◆ **Aim**: Please copy the post again starting at "Context help is" and ending at "feature goes unnoticed.", substituting "Inline help" for "Context help".

◆ **Article**:
>> start
I prefer writing in LaTeX, mainly due to the quality of the final 
output. On the downside, you really can't configure it very much. Here 
HTML is the way to go; lots of scope with CSS! But then, no maths...

I *could* prefer an editor like Word or OpenOffice, if only it would let 
me do structural markup rather than presentational...

> M$ Office is supposed to be intuitive, so people figure out how to use 
> it without reading the manual. Stupid idea in my opinion.

I agree.

Context help is all very nice and all, but for gaining a broad overview 
of how a feature is meant to work, nothing beats a logically structured 
manual.

> People 
> intuitively find the Center and Bold buttons, and that's how the Styles 
> feature goes unnoticed.

Arguably that's a issue of poor UI design choices. ;-) (I.e., the 
formatting buttons are big and bold in the middle of the display, and 
the styles are a tiny little thing in the corner that isn't even wide 
enough to display the whole text.)

> And then those same users trying to use POV-Ray 
> won't read the manual (because they aren't used to reading manuals) and 
> won't get too far :D

Well, no.
>> end
◆ **Dataset entries**:
>> start
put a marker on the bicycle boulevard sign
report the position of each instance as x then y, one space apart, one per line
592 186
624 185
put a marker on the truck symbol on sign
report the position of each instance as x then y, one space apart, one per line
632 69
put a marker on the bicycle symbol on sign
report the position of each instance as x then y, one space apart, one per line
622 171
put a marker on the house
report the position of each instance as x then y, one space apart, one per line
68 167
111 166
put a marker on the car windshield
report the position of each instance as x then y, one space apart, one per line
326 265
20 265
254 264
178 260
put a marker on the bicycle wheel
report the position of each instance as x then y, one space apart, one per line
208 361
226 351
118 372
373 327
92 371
>> end
>> start
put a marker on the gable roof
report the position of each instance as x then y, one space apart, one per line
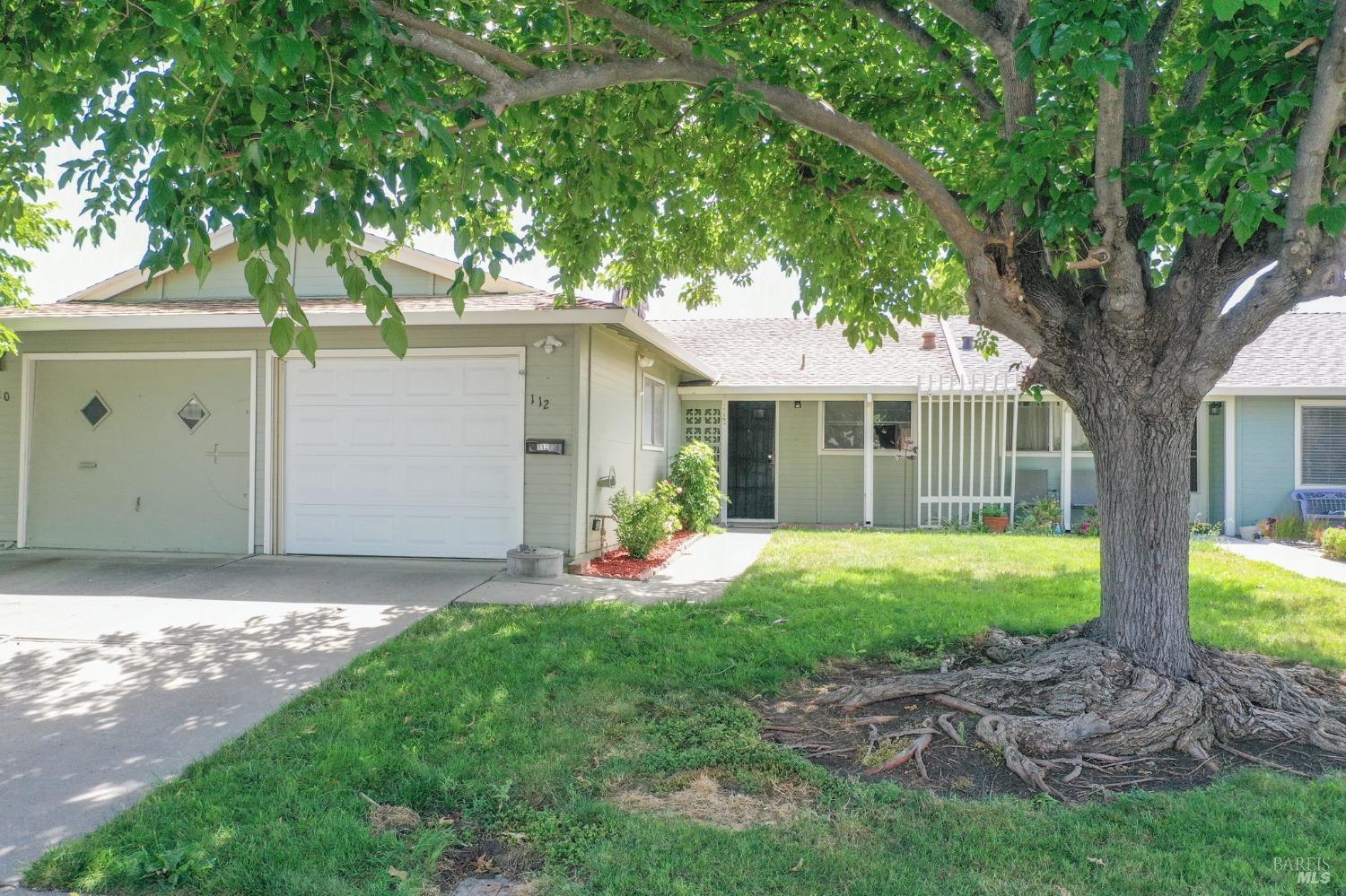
>> end
>> start
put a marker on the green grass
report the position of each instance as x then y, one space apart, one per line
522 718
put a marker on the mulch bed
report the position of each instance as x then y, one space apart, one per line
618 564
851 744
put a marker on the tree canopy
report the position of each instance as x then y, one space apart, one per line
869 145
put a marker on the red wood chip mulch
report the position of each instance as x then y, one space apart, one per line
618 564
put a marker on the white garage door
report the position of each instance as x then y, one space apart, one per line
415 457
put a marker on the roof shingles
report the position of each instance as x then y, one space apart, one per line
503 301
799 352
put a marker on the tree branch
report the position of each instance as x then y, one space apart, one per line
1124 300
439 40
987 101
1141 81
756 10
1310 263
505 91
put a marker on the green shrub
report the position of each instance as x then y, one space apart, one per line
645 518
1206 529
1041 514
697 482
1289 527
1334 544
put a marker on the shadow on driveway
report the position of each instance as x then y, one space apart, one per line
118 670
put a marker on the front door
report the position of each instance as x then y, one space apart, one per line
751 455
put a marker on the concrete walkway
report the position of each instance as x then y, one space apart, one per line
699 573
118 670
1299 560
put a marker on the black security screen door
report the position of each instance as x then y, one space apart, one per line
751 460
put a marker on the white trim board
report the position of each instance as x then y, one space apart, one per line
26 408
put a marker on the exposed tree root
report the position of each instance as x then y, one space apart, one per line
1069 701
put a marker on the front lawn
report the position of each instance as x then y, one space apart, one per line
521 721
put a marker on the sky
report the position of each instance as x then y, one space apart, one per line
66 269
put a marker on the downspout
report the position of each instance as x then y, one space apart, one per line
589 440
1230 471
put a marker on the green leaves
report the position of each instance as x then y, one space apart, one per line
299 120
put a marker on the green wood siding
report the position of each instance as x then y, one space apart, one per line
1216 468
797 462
>> end
◆ **Solution for this exercise**:
Inline help is all very nice and all, but for gaining a broad overview 
of how a feature is meant to work, nothing beats a logically structured 
manual.

> People 
> intuitively find the Center and Bold buttons, and that's how the Styles 
> feature goes unnoticed.